▶ [WORK ORDER] Nothing but the line holding "Which region of this scan contains the drawer?" and the lines after it, through the end of the records, should be set down, each exactly as it is.

▶ [SUPPLIED ENTRIES]
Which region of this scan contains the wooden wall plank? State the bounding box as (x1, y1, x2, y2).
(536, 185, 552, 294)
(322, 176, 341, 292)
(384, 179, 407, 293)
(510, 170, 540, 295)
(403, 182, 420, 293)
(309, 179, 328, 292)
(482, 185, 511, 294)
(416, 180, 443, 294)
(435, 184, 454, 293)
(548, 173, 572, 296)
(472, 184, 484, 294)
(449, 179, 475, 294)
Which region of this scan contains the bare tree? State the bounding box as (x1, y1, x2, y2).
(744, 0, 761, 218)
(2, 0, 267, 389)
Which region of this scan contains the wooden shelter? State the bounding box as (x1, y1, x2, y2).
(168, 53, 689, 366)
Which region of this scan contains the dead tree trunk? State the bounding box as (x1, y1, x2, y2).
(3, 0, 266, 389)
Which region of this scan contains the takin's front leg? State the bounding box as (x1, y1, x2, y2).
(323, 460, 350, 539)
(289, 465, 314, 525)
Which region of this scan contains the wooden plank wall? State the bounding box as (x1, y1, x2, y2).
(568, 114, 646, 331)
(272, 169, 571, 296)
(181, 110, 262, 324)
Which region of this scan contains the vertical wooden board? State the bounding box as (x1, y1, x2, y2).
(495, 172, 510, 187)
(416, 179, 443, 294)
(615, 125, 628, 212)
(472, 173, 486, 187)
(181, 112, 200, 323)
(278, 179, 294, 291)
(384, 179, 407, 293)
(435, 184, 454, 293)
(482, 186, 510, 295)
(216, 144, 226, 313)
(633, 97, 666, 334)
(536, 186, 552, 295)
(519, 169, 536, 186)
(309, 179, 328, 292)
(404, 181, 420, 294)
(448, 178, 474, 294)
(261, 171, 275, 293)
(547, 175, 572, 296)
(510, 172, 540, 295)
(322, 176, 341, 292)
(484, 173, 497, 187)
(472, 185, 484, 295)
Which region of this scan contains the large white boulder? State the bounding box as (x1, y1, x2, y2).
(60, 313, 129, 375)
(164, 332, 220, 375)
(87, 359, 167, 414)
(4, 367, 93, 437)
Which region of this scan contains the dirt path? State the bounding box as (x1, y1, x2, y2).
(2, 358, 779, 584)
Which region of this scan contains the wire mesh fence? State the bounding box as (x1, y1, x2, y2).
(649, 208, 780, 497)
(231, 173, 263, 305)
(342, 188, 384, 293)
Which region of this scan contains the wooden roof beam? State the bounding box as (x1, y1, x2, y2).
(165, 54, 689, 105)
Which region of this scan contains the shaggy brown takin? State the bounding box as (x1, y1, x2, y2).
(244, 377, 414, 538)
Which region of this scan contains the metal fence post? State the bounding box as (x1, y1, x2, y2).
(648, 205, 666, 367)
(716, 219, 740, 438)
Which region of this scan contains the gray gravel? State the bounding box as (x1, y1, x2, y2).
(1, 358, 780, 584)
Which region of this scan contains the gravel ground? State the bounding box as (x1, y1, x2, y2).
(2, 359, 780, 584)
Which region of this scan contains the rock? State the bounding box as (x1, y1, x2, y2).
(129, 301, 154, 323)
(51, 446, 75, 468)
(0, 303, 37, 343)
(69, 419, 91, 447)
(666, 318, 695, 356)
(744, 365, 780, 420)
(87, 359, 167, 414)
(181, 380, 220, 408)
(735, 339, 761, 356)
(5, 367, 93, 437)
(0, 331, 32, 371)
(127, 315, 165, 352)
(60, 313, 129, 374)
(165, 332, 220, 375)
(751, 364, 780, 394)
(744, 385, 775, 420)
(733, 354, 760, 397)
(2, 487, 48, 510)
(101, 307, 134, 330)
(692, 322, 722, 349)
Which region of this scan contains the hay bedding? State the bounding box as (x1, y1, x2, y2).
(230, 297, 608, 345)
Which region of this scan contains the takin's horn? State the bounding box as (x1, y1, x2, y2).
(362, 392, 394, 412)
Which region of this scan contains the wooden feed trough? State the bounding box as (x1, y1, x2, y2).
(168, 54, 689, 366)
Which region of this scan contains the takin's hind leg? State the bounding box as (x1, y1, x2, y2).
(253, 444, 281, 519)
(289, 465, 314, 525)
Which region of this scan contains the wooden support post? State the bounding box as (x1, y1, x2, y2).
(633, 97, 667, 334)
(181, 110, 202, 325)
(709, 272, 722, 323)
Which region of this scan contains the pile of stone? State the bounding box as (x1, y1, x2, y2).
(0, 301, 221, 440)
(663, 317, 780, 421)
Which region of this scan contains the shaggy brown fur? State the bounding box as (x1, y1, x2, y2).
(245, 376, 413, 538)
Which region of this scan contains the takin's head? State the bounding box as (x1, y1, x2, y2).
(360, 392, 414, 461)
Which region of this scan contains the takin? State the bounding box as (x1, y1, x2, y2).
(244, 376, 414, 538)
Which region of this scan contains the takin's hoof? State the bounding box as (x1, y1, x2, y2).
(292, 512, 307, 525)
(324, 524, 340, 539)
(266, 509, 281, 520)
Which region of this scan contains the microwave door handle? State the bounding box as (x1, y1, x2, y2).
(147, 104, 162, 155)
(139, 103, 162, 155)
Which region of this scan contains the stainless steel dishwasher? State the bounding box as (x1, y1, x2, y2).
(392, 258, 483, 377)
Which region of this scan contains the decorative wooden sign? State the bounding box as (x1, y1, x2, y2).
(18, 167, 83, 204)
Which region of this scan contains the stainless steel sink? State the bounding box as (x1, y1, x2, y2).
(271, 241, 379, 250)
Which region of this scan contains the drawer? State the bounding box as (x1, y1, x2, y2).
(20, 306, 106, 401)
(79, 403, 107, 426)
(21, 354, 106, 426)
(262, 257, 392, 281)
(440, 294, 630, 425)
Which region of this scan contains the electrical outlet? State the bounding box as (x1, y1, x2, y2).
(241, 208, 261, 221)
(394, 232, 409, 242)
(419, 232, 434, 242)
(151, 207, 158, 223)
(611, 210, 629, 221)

▶ [REPLY TO THE TASK]
Which region of this scan contains the drawer? State the bounding box as (x1, y1, x2, y2).
(20, 306, 106, 401)
(79, 403, 107, 426)
(21, 354, 106, 426)
(262, 257, 392, 281)
(440, 294, 630, 425)
Which region of this scan contains the electrical outlet? State the bounding box as (x1, y1, x2, y2).
(241, 208, 261, 221)
(394, 232, 409, 242)
(419, 232, 434, 242)
(151, 207, 158, 223)
(611, 210, 629, 221)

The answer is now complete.